[Extracted records]
%%

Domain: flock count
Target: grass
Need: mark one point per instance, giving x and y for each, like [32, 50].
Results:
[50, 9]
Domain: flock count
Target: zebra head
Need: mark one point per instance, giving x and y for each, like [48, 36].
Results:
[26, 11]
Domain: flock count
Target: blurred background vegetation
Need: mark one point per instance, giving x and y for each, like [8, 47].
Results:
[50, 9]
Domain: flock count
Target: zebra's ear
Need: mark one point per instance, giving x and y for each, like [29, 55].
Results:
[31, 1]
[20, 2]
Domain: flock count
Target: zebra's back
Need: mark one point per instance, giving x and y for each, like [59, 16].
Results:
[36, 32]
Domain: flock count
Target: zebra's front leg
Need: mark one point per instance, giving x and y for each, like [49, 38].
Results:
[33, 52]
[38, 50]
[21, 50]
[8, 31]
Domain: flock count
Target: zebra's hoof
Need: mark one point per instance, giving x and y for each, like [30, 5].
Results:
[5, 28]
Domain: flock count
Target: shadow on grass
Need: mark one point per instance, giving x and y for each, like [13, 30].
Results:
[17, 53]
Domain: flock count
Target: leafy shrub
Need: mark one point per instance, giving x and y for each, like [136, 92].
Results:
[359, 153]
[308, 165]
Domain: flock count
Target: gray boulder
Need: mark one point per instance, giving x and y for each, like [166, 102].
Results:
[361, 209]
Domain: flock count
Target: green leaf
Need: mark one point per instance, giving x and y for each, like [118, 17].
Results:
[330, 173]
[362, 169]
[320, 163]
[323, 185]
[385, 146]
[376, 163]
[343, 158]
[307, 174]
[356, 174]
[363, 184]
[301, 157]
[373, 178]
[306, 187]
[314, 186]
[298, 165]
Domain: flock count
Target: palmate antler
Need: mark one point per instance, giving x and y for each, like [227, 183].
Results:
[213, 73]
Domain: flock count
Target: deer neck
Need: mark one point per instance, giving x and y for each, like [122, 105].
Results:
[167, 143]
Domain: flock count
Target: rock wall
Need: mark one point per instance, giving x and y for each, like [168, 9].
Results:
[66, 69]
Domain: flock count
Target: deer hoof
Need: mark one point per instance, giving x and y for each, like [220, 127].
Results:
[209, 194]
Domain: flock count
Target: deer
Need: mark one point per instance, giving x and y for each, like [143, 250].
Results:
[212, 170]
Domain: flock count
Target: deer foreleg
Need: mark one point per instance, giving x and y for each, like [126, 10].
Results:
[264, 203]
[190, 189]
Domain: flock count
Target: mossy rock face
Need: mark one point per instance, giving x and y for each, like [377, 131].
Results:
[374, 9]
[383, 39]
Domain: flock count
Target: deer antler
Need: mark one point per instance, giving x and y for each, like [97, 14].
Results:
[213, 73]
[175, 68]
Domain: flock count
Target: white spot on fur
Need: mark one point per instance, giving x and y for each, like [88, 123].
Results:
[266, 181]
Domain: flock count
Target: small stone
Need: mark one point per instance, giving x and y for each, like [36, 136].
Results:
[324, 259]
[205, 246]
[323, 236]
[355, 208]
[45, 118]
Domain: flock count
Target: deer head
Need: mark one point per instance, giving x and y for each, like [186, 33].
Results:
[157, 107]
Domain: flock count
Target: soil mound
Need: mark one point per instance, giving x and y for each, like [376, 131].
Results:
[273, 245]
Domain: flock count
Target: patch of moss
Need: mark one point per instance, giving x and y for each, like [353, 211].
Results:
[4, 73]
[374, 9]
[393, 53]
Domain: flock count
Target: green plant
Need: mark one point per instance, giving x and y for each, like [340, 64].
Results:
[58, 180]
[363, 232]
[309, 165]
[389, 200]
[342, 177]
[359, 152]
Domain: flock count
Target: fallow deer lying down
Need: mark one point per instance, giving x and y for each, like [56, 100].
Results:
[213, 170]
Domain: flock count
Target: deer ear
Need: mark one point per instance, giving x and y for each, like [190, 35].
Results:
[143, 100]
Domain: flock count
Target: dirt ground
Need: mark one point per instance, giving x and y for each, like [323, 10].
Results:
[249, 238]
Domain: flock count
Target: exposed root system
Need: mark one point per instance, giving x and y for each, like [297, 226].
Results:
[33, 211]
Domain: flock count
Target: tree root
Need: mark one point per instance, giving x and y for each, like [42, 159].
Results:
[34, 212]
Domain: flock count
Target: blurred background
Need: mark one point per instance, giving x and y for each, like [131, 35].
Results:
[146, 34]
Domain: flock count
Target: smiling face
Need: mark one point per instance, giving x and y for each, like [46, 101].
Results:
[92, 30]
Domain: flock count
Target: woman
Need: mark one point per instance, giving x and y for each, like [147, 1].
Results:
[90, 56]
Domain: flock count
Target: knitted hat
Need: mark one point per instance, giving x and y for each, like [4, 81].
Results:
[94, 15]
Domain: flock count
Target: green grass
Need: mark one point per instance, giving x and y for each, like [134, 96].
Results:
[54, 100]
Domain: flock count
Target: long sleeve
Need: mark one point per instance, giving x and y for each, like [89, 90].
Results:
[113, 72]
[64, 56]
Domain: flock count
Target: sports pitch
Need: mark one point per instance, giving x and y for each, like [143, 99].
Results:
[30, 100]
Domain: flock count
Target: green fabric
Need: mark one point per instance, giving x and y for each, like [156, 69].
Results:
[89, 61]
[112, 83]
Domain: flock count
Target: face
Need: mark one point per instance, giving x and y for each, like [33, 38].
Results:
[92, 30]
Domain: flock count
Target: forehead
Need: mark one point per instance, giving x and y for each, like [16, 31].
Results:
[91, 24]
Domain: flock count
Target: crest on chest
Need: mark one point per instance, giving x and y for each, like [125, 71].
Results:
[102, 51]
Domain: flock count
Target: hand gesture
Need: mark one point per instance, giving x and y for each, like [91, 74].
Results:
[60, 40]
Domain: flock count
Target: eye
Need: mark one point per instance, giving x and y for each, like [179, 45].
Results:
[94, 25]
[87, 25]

%%

**Exercise directions:** Nothing in the data may be left out; copy every line exactly.

**Output of the task:**
Domain: flock count
Target: grass
Need: mark one point per instance, giving x and y for each, like [32, 50].
Results:
[50, 9]
Domain: flock count
Target: zebra head
Need: mark one point per instance, giving x and y for each, like [48, 36].
Results:
[26, 11]
Domain: flock count
Target: blurred background vegetation
Need: mark one point per instance, giving x and y for each, like [8, 47].
Results:
[50, 9]
Domain: flock count
Target: zebra's ear
Need: mark one point per instance, giving x and y for each, like [29, 55].
Results:
[31, 1]
[20, 2]
Domain: flock count
Target: zebra's back
Need: mark one point per instance, giving x and y for each, like [59, 16].
Results:
[36, 32]
Domain: flock count
Target: zebra's front leg
Need: mark one point per instance, giving x and y for each, like [49, 38].
Results:
[33, 52]
[38, 50]
[21, 50]
[8, 31]
Domain: flock count
Target: zebra's hoof
Need: mark one point per instance, giving x and y for each, like [30, 5].
Results:
[5, 28]
Domain: flock count
Target: shadow on grass
Need: mark one point per instance, giving x and y for each, like [13, 30].
Results:
[17, 53]
Domain: flock count
Target: leafy shrub
Need: mark one point per instance, giving x and y for each, like [136, 92].
Results:
[359, 153]
[308, 165]
Domain: flock count
Target: gray boulder
Need: mark one point per instance, giving x and y for each, like [166, 102].
Results:
[361, 209]
Domain: flock count
Target: green leaf
Need: mark one point per instance, giving x and y for each, like [118, 17].
Results:
[330, 173]
[362, 169]
[320, 163]
[323, 185]
[385, 146]
[376, 163]
[343, 158]
[307, 174]
[356, 174]
[363, 184]
[301, 157]
[373, 178]
[306, 187]
[314, 186]
[298, 165]
Domain: flock count
Target: palmate antler
Need: mark one point per instance, giving x and y for each, like [227, 183].
Results:
[213, 73]
Domain: flock count
Target: deer neck
Need: mark one point per instance, giving x and y for each, like [122, 105].
Results:
[167, 143]
Domain: flock count
Target: rock wall
Need: mark one point per instance, giving x and y for each, like [168, 9].
Results:
[66, 69]
Domain: flock count
Target: deer hoof
Need: mark one point per instance, giving x and y for each, like [220, 127].
Results:
[209, 194]
Domain: flock count
Target: deer
Need: mark one point per instance, giving x and y for each, like [143, 250].
Results:
[212, 170]
Domain: flock count
Target: deer foreleg
Need: mark one point per instance, giving x and y for each, like [126, 10].
Results:
[264, 203]
[190, 189]
Domain: flock count
Target: mossy rock face
Need: mark one point per instance, giving x and y for each, like [377, 131].
Results:
[374, 9]
[383, 39]
Domain: flock count
Target: deer antler
Need: mark one point per instance, giving x and y for each, like [97, 14].
Results:
[213, 73]
[175, 68]
Domain: flock count
Target: white spot on fur
Need: mark one point per instance, giving x and y for each, like [88, 123].
Results:
[266, 181]
Domain: flock count
Target: small stone
Need: mark one point per instance, giving x and y for each, like [36, 136].
Results:
[324, 259]
[205, 246]
[323, 236]
[355, 208]
[45, 118]
Domain: flock count
Target: deer head
Need: mark one point per instance, giving x and y for each, like [186, 33].
Results:
[157, 107]
Domain: flock count
Target: soil mound
Need: mark one point per instance, giving x and y for each, like [376, 131].
Results:
[273, 245]
Domain: flock count
Target: patch of moss
Need: mark one point per instance, giving x and y for each, like [353, 211].
Results:
[4, 73]
[374, 9]
[393, 53]
Domain: flock count
Target: green plant
Need: mark one point per instance, giving x and y for each, like [340, 64].
Results:
[58, 180]
[363, 232]
[309, 165]
[389, 200]
[342, 177]
[359, 152]
Domain: flock count
Target: fallow deer lying down
Need: mark one point per instance, giving x and y for each, like [56, 100].
Results:
[213, 170]
Domain: flock count
Target: deer ear
Need: mark one point per instance, giving x and y for each, like [190, 35].
Results:
[143, 100]
Domain: flock count
Target: dirt ground
Need: mark one point per instance, giving x and y for each, like [323, 10].
Results:
[249, 238]
Domain: flock count
Target: exposed root system
Need: mark one point per instance, giving x and y for each, like [297, 226].
Results:
[33, 211]
Domain: flock count
Target: tree root
Need: mark one point per instance, giving x and y for each, like [42, 159].
Results:
[34, 212]
Domain: flock count
Target: blurred background
Need: mark one point per instance, giving x and y for each, like [131, 35].
Results:
[146, 34]
Domain: flock count
Target: smiling face
Need: mark one point per instance, giving x and y for each, like [46, 101].
Results:
[92, 30]
Domain: flock count
Target: woman
Need: mark one point per instance, giving x and y for each, like [147, 1].
Results:
[90, 56]
Domain: flock count
Target: knitted hat
Need: mark one point per instance, giving x and y for each, like [4, 81].
Results:
[94, 15]
Domain: flock count
Target: green grass
Need: mark one point per instance, giving x and y for each, like [134, 96].
Results:
[54, 100]
Domain: flock count
Target: long sleeve
Need: mark one point per instance, giving x and y for each, like [89, 90].
Results:
[113, 72]
[64, 56]
Domain: flock count
Target: sports pitch
Need: mark one point per instance, giving x and y for each, like [143, 99].
Results:
[30, 100]
Domain: flock count
Target: green fabric
Need: mark one point per instance, giving x and y for each, like [156, 69].
Results:
[89, 61]
[112, 83]
Domain: flock count
Target: face
Need: mark one point per instance, giving x and y for each, like [33, 38].
Results:
[92, 30]
Domain: flock count
Target: forehead
Need: mark one point per instance, giving x and y for each, like [16, 31].
Results:
[91, 24]
Domain: flock count
Target: crest on chest
Need: mark one point per instance, giving x and y for each, like [125, 71].
Results:
[102, 51]
Domain: flock count
Target: hand gesture
Need: mark one point per instance, giving x and y for each, like [91, 74].
Results:
[60, 40]
Domain: flock count
Target: eye
Need: mark one point per instance, giving x and y for each, like [179, 45].
Results:
[94, 25]
[87, 25]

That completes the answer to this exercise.